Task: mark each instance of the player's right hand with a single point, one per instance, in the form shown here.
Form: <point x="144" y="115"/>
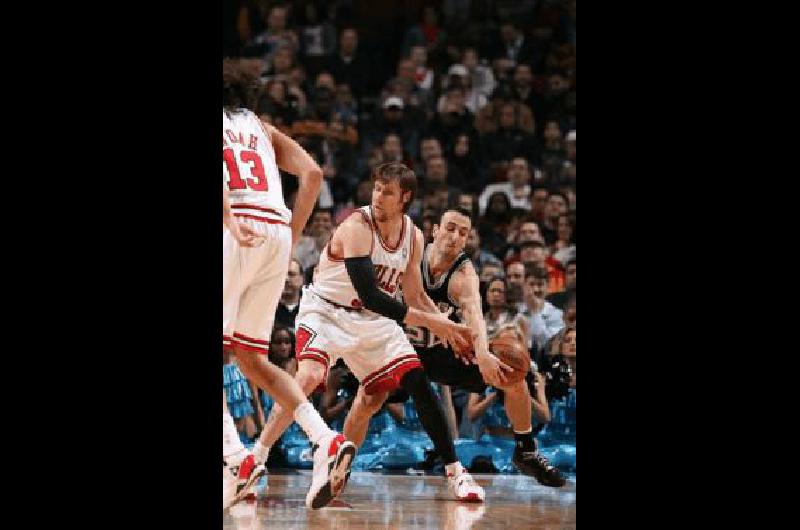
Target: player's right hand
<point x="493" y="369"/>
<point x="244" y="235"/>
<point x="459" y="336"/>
* * *
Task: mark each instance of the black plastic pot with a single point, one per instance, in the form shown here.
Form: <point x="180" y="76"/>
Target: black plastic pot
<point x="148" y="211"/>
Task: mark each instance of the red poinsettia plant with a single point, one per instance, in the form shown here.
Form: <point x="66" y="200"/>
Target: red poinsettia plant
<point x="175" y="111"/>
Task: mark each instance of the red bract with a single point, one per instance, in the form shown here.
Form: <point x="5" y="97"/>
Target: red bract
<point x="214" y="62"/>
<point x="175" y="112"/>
...
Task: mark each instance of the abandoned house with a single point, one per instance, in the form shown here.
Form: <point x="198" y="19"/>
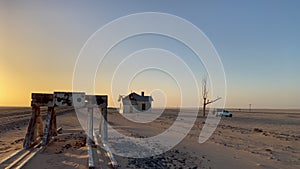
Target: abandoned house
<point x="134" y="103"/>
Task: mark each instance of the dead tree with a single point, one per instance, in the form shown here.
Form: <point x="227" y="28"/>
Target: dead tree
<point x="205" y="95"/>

= Set problem =
Gather every line in the records above that contains the word "dead", and copy each one out. Treat uppercase and lowercase as different.

= The reply =
Task: mark each instance of the dead tree with a single point, one per instance, in the form shown here.
Target: dead tree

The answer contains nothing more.